> PROBLEM 1
Reproduce the stretch of the introduction on dye pollution from "A lot of techniques" through "harmless end products[5].", keeping every word and mark unchanged.
> PROBLEM 2
Answer these questions from the introduction on dye pollution:
(a) Which industries does the text list as using dyes extensively?
(b) Among AOPs, which method does the text call probably the most efficient and economical?
(c) According to the text, what can the chemical treatment of wastewaters by AOPs result in?
> PROBLEM 3
Extend the introduction on dye pollution, starting after its final sentence.

> EXTRACTED TEXT
[Start of Attachment]

1. INTRODUCTION:

One of the greatest problems that the world is facing today is that of environmental pollution increasing with every passing year and causing grave and irreparable damage to the earth. The industrial and textile waste waters is a considerable source of non-aesthetic pollution in the environment and can create dangerous by-products through oxidation, hydrolysis or other chemical reactions that takes place in the waste water phase[1]. Many industries use dyes extensively in different operation such as textile, paper, plastic, leather, tanning etc. These industries discharge verity of pollutants in different process. Out of which textile industries discharge large quantity of dyes into water bodies, possess serious ecological problems[2]. Therefore removing such contaminants is a major focus in reducing environmental pollution. A facile and cheap method for removing inorganic and organic pollutants from wastewater has much relevance in modern world[3].

A lot of techniques have been employed to accomplish this task. Among AOPs, one of the most efficient and economical method is probably photo catalysis under visible-light irradiation, which does not require additional chemicals and the main component in the solar spectra and indoor illuminations is visible light[4]. Chemical treatment of wastewaters by AOPs can result in the complete mineralization of the pollutants to carbon dioxide, water, inorganic compounds or atleast, in their transformation to harmless end products[5].

[End of Attachment]

> EXTRACTED DATA
[Start of Attachment]

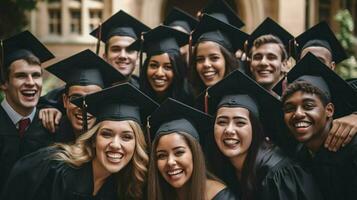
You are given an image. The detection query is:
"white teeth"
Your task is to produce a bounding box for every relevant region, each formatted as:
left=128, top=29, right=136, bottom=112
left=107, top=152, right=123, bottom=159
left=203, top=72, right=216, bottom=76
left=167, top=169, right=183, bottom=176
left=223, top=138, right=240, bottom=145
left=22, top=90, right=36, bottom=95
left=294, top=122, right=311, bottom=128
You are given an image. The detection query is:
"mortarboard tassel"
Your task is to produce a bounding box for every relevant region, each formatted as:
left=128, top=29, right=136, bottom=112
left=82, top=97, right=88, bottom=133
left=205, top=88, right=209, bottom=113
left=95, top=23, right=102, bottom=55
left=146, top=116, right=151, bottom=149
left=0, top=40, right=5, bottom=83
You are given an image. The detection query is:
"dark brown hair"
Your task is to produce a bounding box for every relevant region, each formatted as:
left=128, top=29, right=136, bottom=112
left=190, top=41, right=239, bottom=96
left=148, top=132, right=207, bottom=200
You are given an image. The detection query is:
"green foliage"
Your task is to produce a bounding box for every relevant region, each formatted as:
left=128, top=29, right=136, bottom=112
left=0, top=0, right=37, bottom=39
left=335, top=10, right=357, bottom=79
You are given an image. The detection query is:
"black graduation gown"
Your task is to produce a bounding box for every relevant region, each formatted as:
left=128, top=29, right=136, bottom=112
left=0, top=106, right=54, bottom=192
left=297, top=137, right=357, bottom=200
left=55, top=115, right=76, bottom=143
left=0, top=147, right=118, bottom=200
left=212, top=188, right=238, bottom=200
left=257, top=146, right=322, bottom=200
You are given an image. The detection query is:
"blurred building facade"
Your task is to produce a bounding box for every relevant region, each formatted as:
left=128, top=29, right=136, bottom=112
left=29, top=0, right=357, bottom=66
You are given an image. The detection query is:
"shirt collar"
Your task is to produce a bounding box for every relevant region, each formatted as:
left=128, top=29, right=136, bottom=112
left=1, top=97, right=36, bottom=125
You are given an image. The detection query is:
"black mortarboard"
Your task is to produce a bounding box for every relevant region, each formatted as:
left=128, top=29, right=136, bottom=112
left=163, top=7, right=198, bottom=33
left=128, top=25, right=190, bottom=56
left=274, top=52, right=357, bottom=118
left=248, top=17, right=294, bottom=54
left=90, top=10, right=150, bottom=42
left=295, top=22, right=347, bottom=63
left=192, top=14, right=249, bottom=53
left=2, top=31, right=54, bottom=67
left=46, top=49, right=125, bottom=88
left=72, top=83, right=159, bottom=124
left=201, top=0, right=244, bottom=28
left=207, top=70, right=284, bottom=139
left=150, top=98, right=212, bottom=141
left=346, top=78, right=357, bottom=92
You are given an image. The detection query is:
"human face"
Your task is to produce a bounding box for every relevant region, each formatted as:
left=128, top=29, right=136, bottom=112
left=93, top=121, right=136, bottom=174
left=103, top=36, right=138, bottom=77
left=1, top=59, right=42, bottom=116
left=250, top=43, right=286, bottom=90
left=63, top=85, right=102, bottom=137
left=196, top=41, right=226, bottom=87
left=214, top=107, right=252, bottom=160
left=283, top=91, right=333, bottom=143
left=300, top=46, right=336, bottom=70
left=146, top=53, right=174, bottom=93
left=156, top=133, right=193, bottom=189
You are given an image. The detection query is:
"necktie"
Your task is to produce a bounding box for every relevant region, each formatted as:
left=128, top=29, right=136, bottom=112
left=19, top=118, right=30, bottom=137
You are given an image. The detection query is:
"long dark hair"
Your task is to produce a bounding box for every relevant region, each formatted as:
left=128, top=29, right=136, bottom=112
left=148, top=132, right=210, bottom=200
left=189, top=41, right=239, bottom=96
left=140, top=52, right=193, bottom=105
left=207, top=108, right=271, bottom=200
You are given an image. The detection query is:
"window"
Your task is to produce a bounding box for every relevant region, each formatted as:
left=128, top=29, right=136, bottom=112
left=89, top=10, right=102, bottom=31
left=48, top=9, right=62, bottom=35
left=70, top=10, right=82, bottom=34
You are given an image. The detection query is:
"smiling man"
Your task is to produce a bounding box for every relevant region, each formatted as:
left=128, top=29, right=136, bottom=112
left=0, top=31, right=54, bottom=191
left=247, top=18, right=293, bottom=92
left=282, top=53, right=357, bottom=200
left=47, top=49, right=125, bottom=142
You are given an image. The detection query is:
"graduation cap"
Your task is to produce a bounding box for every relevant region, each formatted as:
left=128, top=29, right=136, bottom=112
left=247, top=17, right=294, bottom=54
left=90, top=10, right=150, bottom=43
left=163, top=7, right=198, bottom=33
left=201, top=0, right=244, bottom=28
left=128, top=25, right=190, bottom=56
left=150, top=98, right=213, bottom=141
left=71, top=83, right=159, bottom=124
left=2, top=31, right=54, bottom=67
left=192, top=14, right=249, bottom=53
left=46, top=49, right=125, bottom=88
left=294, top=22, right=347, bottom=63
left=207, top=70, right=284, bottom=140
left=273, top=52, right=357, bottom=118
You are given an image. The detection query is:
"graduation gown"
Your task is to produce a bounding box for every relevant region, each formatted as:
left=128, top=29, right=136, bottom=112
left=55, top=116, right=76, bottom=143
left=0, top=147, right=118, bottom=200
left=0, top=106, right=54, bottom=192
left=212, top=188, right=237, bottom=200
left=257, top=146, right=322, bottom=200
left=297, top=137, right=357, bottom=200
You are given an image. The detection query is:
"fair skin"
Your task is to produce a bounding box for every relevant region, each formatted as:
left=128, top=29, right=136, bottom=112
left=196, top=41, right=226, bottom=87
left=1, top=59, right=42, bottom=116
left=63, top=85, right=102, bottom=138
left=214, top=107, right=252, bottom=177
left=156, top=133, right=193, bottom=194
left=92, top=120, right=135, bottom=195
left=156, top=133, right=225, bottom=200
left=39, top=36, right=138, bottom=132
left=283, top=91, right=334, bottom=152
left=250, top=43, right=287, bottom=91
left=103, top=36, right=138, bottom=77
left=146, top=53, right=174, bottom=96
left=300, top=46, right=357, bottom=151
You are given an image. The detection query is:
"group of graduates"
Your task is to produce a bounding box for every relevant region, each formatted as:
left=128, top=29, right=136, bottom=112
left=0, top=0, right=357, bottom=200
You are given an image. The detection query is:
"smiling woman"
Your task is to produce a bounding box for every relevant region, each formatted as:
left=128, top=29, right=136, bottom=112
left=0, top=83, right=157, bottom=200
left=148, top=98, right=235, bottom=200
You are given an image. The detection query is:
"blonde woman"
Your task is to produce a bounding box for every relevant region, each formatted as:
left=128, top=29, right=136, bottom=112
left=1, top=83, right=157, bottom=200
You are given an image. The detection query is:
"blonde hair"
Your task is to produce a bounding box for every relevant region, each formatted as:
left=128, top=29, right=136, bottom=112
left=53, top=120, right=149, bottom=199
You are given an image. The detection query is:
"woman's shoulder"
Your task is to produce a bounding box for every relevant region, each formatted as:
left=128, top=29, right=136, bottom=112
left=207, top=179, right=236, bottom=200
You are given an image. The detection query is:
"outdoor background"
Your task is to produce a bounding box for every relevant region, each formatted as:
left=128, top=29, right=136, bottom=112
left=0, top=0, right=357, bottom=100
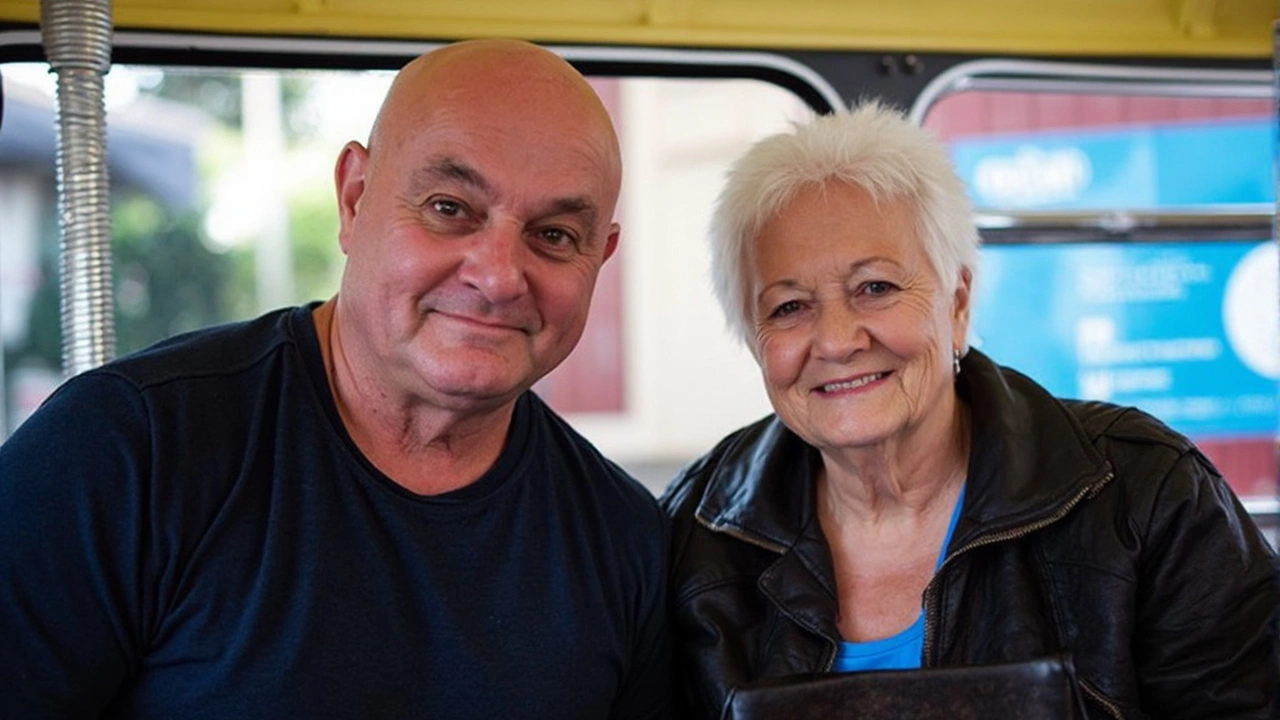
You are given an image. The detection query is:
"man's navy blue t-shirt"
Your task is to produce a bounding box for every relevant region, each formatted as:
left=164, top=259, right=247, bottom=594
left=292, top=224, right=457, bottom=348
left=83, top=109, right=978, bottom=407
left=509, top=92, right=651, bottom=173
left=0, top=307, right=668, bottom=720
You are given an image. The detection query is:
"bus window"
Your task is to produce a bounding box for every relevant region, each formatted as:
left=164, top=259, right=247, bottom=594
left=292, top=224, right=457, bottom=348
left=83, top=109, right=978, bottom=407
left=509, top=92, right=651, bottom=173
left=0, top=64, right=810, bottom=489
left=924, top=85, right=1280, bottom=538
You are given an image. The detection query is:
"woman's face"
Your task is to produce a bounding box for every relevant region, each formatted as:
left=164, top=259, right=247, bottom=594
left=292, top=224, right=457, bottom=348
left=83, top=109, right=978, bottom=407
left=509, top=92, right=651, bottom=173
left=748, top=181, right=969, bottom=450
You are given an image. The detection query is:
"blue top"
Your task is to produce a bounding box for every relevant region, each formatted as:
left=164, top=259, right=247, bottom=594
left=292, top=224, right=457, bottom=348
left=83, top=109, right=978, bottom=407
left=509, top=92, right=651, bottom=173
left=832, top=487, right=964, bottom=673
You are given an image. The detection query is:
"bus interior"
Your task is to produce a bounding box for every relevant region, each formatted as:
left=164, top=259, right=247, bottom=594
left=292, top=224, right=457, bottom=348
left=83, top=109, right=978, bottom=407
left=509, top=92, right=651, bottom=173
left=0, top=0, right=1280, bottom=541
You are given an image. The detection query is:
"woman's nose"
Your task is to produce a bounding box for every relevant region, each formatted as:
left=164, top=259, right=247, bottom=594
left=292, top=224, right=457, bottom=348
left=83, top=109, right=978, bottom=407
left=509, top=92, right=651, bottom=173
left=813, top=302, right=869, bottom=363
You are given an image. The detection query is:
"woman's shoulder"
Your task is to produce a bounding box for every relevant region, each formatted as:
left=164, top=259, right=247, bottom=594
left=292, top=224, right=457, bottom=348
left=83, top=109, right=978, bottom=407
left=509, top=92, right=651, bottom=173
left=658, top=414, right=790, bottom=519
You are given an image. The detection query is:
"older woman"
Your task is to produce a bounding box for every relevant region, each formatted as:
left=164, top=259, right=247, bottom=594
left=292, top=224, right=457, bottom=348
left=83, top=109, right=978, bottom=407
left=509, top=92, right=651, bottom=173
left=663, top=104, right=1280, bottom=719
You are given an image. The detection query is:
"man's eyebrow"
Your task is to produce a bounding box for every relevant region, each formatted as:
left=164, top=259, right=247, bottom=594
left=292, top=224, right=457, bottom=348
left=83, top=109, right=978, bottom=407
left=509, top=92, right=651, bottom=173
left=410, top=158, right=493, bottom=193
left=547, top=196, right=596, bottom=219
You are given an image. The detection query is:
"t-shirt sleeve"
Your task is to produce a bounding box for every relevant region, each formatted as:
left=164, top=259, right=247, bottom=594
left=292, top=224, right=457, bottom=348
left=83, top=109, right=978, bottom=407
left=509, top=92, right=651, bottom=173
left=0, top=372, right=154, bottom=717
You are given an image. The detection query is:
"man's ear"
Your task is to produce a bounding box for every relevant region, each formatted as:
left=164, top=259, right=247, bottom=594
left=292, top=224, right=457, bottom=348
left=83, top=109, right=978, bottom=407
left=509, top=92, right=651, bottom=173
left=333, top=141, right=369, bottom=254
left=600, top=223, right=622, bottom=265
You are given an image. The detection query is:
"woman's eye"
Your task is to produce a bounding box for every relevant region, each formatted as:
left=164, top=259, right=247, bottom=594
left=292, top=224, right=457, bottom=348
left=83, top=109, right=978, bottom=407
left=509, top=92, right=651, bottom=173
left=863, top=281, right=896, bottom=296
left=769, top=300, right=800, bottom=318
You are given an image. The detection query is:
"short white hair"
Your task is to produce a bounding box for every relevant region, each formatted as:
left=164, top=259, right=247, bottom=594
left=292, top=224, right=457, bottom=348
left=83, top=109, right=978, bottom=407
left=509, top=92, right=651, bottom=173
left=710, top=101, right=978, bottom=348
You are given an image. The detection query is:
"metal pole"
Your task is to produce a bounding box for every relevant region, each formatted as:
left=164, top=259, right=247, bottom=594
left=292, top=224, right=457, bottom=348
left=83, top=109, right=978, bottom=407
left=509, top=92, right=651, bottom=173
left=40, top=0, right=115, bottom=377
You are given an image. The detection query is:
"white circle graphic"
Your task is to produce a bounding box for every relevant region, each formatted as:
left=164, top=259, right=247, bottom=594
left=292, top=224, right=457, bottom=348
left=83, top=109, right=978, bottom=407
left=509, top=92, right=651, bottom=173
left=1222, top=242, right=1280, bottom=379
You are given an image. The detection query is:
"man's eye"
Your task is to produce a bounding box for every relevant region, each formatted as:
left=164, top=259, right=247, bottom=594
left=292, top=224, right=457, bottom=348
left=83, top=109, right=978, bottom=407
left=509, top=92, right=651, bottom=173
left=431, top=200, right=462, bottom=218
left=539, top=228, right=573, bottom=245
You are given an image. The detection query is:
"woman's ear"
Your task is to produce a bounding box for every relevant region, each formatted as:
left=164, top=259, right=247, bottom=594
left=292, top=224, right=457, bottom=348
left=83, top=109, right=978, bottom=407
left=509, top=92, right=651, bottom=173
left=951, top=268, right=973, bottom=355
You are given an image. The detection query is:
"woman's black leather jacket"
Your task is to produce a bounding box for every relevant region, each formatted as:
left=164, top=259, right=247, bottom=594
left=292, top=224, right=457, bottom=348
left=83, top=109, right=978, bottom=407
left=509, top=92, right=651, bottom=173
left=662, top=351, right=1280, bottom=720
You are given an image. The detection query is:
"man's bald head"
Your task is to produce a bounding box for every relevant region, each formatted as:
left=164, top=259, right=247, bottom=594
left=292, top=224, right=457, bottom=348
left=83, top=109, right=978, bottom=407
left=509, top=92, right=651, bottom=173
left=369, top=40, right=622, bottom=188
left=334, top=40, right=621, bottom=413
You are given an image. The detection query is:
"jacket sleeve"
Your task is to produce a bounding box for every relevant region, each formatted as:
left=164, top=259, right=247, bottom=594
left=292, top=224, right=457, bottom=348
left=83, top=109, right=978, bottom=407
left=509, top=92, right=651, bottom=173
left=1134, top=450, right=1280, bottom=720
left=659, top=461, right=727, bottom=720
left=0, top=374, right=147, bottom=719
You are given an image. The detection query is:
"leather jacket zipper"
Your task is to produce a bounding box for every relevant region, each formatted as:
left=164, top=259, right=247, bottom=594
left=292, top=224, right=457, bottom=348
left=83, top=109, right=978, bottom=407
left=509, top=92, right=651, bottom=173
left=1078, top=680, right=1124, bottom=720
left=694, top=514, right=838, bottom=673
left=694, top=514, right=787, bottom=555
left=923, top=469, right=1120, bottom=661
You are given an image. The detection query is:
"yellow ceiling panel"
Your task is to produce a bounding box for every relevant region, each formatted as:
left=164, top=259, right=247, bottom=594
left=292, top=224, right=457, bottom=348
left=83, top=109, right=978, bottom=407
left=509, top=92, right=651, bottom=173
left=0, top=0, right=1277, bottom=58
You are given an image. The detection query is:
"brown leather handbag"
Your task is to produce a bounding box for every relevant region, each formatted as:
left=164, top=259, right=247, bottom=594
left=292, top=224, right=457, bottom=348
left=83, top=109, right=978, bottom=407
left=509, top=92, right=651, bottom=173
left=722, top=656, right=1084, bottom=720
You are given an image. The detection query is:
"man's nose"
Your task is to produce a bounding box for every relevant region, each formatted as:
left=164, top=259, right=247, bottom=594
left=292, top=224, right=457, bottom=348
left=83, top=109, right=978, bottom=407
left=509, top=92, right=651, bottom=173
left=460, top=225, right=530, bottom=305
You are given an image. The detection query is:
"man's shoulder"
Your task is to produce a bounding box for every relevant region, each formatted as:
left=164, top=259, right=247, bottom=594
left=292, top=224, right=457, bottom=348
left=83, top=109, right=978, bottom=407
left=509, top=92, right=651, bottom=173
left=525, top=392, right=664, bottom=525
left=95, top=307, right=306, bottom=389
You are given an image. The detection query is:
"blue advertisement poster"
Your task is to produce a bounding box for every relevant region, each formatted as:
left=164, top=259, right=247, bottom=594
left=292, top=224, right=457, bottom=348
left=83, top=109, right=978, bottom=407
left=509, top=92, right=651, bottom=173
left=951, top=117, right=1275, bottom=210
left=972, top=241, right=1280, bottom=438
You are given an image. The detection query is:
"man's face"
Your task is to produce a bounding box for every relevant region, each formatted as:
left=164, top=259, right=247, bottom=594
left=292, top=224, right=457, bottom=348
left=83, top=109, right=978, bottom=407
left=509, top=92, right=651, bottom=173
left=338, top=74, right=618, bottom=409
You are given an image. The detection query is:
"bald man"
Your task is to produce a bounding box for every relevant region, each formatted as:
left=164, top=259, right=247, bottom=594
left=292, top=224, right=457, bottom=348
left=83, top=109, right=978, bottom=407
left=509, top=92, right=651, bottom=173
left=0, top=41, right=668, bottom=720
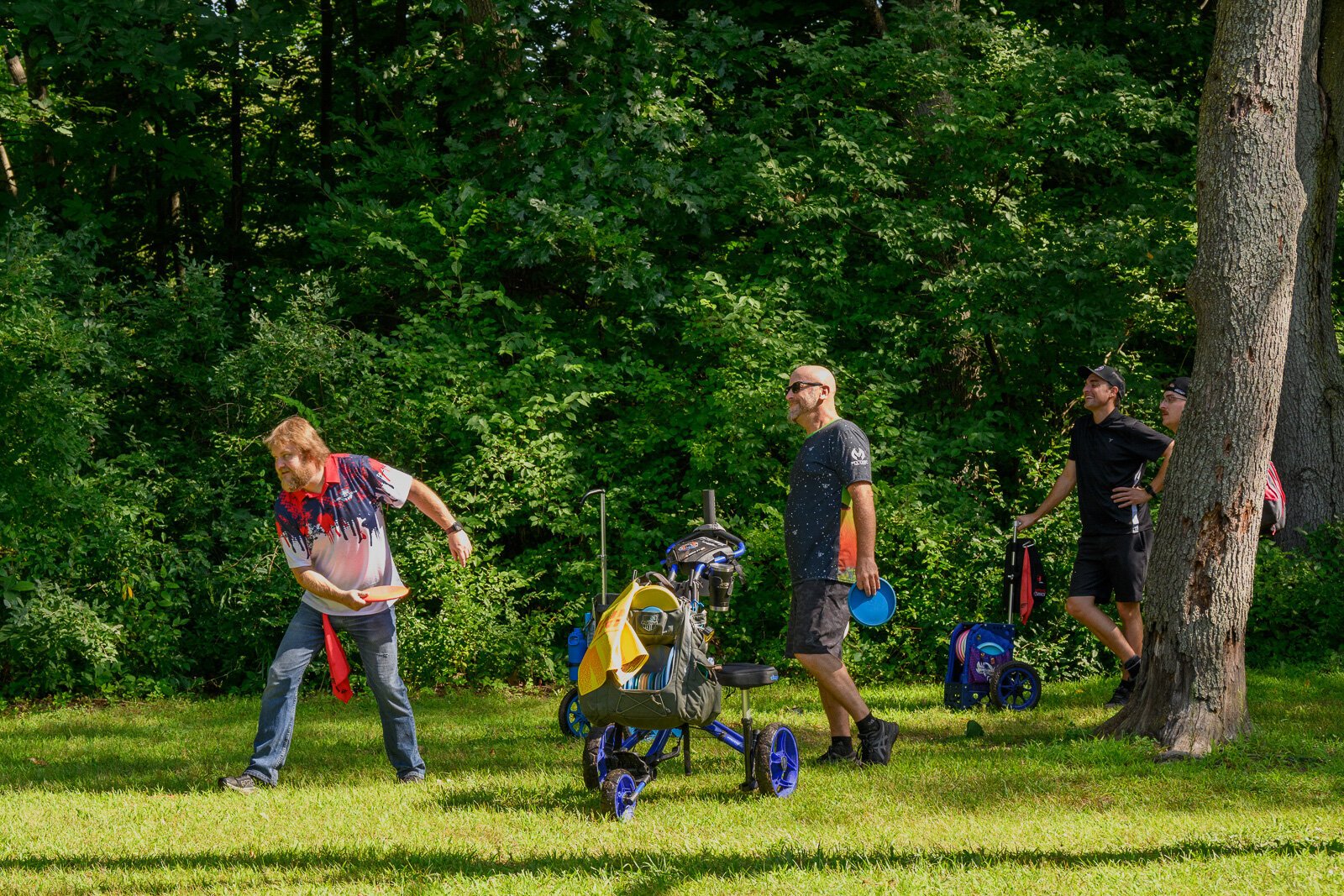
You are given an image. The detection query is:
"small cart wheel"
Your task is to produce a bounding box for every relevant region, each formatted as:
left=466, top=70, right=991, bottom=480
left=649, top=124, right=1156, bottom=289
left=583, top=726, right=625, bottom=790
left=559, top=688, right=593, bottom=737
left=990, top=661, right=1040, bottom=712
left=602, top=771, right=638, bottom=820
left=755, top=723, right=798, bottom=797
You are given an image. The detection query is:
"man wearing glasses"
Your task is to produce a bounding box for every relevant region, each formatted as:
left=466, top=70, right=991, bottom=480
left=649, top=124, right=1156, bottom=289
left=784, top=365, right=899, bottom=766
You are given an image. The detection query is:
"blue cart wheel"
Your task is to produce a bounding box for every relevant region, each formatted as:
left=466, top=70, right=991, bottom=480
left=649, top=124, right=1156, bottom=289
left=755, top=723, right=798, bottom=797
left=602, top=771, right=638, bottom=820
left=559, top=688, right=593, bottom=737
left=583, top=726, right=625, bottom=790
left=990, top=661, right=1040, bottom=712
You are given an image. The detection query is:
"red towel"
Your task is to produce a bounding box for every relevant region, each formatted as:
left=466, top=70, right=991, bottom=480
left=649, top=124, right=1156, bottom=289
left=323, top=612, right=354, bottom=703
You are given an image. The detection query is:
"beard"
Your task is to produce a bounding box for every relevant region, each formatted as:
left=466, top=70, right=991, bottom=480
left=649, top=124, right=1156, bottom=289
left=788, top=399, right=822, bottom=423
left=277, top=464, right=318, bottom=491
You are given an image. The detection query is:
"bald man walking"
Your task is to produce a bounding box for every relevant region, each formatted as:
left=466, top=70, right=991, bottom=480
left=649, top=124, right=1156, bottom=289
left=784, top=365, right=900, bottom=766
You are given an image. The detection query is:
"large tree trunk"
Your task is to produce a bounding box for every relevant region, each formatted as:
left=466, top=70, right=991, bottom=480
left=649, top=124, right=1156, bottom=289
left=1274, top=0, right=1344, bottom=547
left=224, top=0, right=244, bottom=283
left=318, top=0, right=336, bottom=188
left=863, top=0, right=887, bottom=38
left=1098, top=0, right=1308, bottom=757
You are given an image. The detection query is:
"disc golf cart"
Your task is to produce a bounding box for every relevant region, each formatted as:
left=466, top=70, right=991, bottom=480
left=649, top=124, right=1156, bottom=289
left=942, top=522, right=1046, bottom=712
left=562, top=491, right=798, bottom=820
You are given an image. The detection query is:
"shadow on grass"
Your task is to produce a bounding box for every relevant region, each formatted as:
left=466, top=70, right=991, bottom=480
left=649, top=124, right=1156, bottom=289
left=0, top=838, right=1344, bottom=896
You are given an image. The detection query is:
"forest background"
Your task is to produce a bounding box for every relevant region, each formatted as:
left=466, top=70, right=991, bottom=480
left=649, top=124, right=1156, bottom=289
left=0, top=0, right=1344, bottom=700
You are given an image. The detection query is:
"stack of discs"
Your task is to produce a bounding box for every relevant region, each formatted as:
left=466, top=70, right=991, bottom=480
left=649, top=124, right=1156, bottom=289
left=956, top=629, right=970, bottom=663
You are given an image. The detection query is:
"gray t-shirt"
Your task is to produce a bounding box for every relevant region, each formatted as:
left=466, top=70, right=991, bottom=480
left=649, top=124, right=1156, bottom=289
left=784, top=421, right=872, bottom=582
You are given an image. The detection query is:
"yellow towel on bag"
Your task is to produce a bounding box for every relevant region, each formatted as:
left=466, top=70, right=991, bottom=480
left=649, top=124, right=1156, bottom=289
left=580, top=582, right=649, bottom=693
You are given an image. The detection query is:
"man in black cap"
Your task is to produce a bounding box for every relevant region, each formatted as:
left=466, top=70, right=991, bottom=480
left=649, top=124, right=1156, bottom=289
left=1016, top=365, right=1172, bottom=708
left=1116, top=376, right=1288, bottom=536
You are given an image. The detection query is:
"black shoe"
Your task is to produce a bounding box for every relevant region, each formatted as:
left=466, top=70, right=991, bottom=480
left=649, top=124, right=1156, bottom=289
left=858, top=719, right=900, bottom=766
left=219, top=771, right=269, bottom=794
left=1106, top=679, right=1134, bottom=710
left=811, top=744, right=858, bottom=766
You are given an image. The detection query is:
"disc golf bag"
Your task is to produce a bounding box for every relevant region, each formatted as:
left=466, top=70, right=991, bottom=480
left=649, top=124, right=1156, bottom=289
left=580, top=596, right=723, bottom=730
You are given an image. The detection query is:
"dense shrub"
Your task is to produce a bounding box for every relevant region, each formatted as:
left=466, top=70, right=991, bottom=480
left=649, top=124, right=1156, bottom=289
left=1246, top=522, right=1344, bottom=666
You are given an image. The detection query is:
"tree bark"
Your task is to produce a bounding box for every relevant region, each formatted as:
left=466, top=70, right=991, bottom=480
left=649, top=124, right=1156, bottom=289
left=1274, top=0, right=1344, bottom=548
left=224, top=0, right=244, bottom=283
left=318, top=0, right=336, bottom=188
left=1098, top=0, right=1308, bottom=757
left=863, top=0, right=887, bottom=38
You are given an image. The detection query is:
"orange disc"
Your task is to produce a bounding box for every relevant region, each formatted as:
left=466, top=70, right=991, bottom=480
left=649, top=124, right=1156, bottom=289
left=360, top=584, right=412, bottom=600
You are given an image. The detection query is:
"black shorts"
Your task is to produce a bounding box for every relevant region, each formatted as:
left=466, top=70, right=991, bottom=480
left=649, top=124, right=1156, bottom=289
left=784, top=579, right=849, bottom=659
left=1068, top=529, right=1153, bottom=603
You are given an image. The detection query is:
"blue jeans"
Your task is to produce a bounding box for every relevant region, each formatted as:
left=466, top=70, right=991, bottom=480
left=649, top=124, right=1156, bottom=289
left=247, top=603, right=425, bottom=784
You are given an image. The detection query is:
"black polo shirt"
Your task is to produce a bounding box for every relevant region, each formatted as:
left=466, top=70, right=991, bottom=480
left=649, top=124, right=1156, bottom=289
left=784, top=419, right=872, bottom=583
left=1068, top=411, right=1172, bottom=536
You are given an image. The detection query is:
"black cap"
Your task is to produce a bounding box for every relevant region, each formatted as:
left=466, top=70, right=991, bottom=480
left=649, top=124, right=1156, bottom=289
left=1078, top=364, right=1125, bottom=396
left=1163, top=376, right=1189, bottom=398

[End of Attachment]

> ANSWER SPACE 1
A lot of techniques have been employed to accomplish this task. Among AOPs, one of the most efficient and economical method is probably photo catalysis under visible-light irradiation, which does not require additional chemicals and the main component in the solar spectra and indoor illuminations is visible light[4]. Chemical treatment of wastewaters by AOPs can result in the complete mineralization of the pollutants to carbon dioxide, water, inorganic compounds or atleast, in their transformation to harmless end products[5].

> ANSWER SPACE 2
(a) Textile, paper, plastic, leather and tanning.
(b) Photocatalysis under visible-light irradiation.
(c) The complete mineralization of the pollutants to carbon dioxide, water and inorganic compounds, or at least their transformation to harmless end products.

> ANSWER SPACE 3
Titanium dioxide (TiO₂) is one of the most efficient photo catalyst due to its high stability, chemical inertness, non-toxicity and low cost[6-7]. Photo catalytic water treatment using titanium dioxide (NTO) is a well-known advanced oxidation process (AOP) for environmental remediation[8]. The use of TiO₂ as a semiconductor photocatalysis is an efficient methods for elimination of environmental pollutants especially for degradation of organic pollutants from water. TiO₂ has the band gap energy of 3.2 eV of which the absorption corresponds to 380 nm. The photocatalytic process requires the energy of light equal or greater than the band gap energy of TiO₂ for the complete degradation of the dye[9-10]. Doping Titania with transition metal ions has been tested as a promising way of improving the photocatalytic activity of semiconductor oxides. The incorporation of metal ions into Titania crystal lattice can significantly extend the absorption by the photocatalysts into visible region[11-13].

In this work, the metal doped titania based photocatalysts were prepared by liquid impregnation and sol- gel method and characterized by UV-Visible, XRD and SEM analysis. Finally the decolourization of methyl orange (MO) dye in the presence of visible light was investigated for all the synthesized photocatalysts.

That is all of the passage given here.